It was pointed out to me in an offlist comment that sometimes people
*do want* ls --color=always. Such as when forcing it and piping it
into less with 'ls --color=always | less -R'. (Oh, I guess, yes. :-)
> On my system "ls" is aliased to "ls --color=auto".
>
> Regrettably the man page provided on my system lists the three options
> (never, always, auto) but does not give any explanation as to what they
> actually do.
The man pages are great for quick reference of major features. But
the primary documentation for most GNU software is in the info pages.
info coreutils 'ls invocation'
`--color [=WHEN]'
Specify whether to use color for distinguishing file types. WHEN
may be omitted, or one of:
* none - Do not use color at all. This is the default.
* auto - Only use color if standard output is a terminal.
* always - Always use color.
Specifying `--color' and no WHEN is equivalent to `--color=always'.
Piping a colorized listing through a pager like `more' or `less'
usually produces unreadable results. However, using `more -f'
does seem to work.
> I did a
>
> $ ls -al | sort -k1.1,1.1r -k8f
>
> and the output is identical (properly sorted with dots ignored)
Based upon locale setting, right?

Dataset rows

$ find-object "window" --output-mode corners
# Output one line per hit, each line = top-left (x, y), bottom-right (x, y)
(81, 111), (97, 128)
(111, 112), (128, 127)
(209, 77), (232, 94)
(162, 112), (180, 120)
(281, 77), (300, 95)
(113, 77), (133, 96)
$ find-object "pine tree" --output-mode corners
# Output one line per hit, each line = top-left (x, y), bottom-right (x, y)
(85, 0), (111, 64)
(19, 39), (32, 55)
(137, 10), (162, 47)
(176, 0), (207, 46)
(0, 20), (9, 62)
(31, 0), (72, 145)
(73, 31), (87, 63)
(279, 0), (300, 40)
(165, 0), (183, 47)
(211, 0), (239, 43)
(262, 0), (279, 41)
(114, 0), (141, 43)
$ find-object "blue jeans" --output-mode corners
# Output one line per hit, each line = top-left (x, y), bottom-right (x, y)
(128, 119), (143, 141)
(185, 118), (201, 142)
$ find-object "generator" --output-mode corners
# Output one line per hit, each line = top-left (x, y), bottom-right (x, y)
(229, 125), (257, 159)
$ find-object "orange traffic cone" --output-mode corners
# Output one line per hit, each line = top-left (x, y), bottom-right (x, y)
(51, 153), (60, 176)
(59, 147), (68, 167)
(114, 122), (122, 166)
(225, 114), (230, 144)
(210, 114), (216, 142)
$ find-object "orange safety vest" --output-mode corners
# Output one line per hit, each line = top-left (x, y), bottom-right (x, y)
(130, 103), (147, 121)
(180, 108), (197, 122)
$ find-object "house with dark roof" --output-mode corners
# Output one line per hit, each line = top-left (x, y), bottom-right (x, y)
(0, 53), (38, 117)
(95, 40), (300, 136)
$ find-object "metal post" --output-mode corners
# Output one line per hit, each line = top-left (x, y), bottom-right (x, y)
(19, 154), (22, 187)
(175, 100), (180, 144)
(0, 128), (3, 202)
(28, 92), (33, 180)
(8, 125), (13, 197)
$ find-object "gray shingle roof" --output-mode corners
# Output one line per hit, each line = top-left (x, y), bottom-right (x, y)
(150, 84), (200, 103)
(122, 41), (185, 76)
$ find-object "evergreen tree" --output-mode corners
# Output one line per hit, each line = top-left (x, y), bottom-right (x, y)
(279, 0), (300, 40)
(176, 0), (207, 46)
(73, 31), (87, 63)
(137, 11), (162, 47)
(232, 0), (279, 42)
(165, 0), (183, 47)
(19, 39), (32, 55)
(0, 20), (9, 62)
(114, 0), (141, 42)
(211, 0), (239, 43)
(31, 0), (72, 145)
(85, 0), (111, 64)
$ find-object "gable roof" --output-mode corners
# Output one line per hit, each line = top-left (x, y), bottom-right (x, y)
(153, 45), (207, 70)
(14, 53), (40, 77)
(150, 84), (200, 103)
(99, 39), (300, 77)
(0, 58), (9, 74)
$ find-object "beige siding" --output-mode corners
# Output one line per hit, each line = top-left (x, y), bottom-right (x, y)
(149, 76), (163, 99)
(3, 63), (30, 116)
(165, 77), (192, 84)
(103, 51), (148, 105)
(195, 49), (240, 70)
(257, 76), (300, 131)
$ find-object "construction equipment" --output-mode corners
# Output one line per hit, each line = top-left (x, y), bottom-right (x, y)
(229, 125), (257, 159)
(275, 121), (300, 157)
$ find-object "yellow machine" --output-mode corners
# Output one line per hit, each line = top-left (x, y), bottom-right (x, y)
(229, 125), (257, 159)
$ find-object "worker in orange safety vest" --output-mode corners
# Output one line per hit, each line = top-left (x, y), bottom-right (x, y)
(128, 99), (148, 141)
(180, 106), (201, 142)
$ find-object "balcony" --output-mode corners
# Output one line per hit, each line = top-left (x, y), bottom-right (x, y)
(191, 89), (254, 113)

_What is being asked_.
Reproduce verbatim the passage of the reply about ls coloring, everything from "info coreutils 'ls" down to "Always use color.".

_Correct output_.
info coreutils 'ls invocation'
`--color [=WHEN]'
Specify whether to use color for distinguishing file types. WHEN
may be omitted, or one of:
* none - Do not use color at all. This is the default.
* auto - Only use color if standard output is a terminal.
* always - Always use color.